PROBLEMS TO SOLVE:
**1)** List every war that the essay names.
**2)** In the essay, how far did the father walk with his three children, and over how many days?
**3)** Resume the essay after its final sentence.
===== EXTRACT PROVIDED
Sometimes I’m living the dream… safe and sound in America. But sometimes I behold the nightmare on the flipside of my dream. In the dream I am a child of privilege – born healthy, of middle class white parents, in the middle of the 20th century in America. It’s all about timing and location. Too young to know the deprivation of the Great Depression. Too young to fight in WWII and Korea. Military service before Vietnam. Too old for the wars in Iraq and Afghanistan. Two public universities while they were still free, and now receiving full Social Security and Medicare just as it was promised. I can’t imagine a better dream but it’s not a dream it’s my reality.
So what’s the nightmare? In moments of existential angst I fear that I will be reincarnated as a Somali woman with three children, no food, no water, in a lawless barren landscape surrounded by the mercenary soldiers of some two-bit warlord who thinks humanitarian aid is a plot to take his puny little fiefdom away from him. That’s my nightmare, but it is reality for thousands of Somalis.
My reality is someone else’s dream and my nightmare is someone else’s awful reality. I try to be mindful that my existence on this planet is a gift. I didn’t do anything to make it happen and it’s clearly not fair when Somalis by some malevolent role of the dice are malnourished, sick, and persecuted. Last night while I was driving to the gym I heard the story of a father who walked 300 miles in 30 days with his three sick, malnourished children to reach help in a refugee camp in Kenya. I drive half a mile to buy milk for my morning latte.
What’s my point? It’s really a question; given the misery, greed, suffering, and outright evil in the world is it possible to stay optimistic about the future of civilization? It’s not impossible for me in spite of what I know. But, can my Somali woman be optimistic about the chances that her children’s hunger and illness will be dealt with? Her whole being is focused on getting help for her children. It’s not about her own well being. Maybe she can’t act otherwise. Just maybe, we, as humans, are hardwired to “believe” or not to give up even when the odds are terrible.
==========
===== DATA EXCERPTS
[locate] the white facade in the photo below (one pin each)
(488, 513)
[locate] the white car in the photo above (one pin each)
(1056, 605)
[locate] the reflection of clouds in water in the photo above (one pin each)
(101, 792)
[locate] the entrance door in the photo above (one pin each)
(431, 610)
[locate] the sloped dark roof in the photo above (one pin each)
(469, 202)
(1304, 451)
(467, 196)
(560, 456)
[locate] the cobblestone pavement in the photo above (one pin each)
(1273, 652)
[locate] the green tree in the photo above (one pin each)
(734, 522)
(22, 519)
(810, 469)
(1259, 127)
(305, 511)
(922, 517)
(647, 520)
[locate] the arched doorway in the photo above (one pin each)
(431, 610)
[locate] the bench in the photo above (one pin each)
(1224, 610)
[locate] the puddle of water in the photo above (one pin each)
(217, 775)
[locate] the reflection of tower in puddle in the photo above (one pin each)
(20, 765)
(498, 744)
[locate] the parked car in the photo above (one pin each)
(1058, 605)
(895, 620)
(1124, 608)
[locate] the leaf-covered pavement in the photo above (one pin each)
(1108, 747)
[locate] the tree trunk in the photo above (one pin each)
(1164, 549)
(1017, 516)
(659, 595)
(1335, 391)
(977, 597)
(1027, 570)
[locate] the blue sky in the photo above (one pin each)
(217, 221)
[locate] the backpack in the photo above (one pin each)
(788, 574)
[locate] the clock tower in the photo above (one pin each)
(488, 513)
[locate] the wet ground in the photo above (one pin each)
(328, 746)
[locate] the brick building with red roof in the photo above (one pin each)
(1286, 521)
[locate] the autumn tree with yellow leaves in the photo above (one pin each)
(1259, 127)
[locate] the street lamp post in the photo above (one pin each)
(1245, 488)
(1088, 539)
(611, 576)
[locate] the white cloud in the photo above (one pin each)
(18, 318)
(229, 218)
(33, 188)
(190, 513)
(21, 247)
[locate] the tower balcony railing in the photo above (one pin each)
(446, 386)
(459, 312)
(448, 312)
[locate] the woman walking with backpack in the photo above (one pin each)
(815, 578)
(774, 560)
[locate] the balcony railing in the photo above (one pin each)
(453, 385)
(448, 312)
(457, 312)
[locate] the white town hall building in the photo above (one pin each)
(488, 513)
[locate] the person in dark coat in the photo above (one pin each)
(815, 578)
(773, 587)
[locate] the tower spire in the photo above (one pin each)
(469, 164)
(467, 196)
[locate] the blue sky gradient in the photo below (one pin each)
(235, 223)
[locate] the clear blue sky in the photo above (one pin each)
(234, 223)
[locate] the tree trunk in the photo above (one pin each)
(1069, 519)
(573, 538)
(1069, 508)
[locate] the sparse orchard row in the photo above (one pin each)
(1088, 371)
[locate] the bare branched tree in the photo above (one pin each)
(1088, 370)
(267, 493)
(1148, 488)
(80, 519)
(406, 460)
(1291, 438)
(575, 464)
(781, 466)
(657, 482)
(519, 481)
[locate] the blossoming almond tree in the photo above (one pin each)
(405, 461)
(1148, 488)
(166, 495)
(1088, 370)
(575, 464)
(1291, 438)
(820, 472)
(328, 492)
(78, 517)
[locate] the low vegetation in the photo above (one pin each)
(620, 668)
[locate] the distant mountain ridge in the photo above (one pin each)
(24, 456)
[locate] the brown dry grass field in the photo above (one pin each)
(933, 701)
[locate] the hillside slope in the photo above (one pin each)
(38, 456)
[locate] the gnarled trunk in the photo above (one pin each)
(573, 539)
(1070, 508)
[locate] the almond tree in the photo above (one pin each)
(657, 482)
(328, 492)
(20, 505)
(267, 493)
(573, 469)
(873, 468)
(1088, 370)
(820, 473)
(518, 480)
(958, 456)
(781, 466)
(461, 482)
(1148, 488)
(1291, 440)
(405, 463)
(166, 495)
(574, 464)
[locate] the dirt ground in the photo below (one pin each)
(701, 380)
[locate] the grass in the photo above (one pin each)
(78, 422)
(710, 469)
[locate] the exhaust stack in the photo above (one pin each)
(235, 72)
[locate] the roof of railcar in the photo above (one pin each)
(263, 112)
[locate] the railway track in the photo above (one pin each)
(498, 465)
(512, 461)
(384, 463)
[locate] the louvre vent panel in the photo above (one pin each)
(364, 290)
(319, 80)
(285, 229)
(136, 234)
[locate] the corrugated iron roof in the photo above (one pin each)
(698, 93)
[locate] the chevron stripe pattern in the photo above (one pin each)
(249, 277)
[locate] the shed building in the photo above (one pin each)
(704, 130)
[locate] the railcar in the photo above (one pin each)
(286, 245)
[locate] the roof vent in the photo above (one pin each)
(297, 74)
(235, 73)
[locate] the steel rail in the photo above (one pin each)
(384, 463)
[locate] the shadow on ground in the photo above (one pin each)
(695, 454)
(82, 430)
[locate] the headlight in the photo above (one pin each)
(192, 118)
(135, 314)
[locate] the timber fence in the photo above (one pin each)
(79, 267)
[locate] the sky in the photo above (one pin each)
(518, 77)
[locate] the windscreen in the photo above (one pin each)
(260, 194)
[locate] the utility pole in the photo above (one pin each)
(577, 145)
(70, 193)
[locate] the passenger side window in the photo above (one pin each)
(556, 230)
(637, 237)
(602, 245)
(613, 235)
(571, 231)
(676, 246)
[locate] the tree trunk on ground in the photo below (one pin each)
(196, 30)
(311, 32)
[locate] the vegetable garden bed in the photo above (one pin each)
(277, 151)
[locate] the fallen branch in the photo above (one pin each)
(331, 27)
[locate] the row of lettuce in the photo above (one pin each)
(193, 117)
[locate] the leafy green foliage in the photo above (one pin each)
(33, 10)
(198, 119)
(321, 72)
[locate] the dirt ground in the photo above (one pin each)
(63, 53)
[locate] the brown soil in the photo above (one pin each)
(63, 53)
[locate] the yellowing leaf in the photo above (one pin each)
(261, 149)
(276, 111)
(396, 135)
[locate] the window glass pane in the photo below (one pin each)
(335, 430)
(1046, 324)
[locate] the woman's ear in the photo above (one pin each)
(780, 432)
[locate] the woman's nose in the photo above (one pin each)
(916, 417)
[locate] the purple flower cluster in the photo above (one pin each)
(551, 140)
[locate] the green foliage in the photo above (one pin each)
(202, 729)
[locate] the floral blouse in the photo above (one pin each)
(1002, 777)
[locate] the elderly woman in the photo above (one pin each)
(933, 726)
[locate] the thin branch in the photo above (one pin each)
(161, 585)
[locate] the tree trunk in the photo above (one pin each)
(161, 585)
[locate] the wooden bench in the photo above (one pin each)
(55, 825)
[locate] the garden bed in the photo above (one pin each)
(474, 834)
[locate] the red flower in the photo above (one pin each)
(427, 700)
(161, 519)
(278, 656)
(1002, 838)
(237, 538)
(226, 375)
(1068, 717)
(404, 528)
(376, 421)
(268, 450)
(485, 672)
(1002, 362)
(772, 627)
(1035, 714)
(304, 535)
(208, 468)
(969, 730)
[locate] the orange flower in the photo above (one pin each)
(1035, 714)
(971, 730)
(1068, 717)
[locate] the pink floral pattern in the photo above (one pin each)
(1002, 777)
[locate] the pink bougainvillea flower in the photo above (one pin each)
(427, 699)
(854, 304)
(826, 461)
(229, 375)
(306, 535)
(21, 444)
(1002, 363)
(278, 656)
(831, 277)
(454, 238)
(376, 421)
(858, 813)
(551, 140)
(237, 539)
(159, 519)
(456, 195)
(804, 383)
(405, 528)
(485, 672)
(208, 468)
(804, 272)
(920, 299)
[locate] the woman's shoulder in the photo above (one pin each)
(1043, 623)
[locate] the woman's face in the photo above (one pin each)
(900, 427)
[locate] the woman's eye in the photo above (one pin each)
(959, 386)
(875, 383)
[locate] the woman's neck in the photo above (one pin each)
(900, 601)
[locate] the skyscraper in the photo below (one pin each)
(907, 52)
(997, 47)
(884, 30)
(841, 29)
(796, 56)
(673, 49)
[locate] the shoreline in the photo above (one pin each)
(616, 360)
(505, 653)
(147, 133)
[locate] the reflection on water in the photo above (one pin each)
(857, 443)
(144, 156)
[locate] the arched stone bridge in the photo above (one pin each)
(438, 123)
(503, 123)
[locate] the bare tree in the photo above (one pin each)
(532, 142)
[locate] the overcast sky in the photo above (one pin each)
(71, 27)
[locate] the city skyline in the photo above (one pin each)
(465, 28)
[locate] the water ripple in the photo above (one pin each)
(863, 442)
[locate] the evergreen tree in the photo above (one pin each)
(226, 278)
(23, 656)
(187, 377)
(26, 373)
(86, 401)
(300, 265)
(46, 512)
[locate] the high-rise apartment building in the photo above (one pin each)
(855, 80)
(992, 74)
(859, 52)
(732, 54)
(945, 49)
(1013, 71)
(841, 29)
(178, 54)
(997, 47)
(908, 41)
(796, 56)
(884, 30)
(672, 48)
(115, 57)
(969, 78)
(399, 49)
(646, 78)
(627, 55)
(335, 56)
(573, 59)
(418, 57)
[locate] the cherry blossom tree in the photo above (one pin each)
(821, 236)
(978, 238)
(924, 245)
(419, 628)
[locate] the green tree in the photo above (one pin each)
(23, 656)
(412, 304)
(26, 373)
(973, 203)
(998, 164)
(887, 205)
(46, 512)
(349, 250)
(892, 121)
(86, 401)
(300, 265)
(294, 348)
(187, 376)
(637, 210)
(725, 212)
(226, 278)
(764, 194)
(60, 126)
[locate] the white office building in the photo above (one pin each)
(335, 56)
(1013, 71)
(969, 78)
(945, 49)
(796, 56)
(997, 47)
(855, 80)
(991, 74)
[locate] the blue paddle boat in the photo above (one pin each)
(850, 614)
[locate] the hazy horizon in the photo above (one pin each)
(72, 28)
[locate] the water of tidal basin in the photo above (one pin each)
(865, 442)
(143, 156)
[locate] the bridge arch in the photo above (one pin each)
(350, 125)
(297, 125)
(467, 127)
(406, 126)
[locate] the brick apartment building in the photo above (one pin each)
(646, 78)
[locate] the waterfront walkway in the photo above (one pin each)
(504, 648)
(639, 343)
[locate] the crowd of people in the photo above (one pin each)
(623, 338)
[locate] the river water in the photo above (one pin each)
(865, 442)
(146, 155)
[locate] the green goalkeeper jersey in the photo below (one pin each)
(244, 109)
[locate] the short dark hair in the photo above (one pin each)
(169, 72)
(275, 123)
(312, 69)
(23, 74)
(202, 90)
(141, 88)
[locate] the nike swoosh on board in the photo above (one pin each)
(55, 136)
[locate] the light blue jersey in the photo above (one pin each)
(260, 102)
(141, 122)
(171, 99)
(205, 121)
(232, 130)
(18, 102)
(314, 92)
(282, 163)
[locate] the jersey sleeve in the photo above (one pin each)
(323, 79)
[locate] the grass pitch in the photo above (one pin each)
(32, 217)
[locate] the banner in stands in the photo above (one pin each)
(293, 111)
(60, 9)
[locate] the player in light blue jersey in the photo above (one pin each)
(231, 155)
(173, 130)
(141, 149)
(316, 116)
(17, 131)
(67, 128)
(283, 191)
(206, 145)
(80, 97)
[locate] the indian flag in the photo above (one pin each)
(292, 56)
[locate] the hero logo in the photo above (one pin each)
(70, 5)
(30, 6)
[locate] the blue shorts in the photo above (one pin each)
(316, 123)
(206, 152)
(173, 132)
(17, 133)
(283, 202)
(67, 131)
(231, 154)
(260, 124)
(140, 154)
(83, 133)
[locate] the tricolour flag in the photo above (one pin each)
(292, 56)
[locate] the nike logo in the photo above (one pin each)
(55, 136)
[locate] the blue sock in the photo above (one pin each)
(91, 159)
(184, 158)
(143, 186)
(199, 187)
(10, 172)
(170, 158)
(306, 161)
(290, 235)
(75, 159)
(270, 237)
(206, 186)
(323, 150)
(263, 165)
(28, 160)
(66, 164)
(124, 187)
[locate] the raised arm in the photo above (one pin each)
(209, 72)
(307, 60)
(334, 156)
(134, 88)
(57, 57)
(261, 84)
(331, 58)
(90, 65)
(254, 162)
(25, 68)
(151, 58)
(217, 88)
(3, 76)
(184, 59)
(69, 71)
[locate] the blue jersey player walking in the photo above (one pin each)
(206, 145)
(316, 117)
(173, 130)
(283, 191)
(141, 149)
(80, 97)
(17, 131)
==========
ANSWERS BY TASK:
**1)** WWII, Korea, Vietnam, Iraq, Afghanistan

**2)** He walked 300 miles in 30 days.

**3)**
The recent past is full of examples that support a pessimistic view. You don’t have to look at the nuclear standoff of the Cold War or the current battle between Muslims and Christians to see the downside. In my lifetime the North Vietnamese tortured and killed their own countrymen when their loyalty was in question. Then, when they prevailed, they confiscated the property of their southern countrymen and imprisoned them in “re-education” camps for up to 10 years. But, they didn’t kill their spirit and optimism. Many of these “losers” left the camps and risked everything in rickety boats to start a new life – optimistic that there was a future for them somewhere. And, for many, there was.
In the disturbing book and movie Sarah’s Key, by Tatiana de Rosnay, we watch the French police herding Jews into trucks for the Germans. 76,000 French Jews were sent to the extermination camps by their own countrymen. The Danes and the Dutch refused to do it, but the French sent their own people to die in the camps. Where is the case for optimism; the French were not illiterate Africans fighting for their own survival. They were one of the most literate, developed, and sophisticated cultures on the planet at the time.
There are so many contemporary examples of countrymen tormenting and torturing each other – Bosnia, Kosovo, Afghanistan, Iran, Gaza, Cote d’Ivoire, Somalia, and the Republic of Congo. Can we be optimistic in a world that acts like this? I’ve always considered myself a short term pessimist and long term optimist. I don’t know why or what I have to be optimistic about. It might just be the child of privilege legacy. Still… I continue to have the nightmare. I guess there’s a little of Sisyphus in all of us. We just need to keep pushing the boulder up the hill in the hope that when we get to the top it will stay there.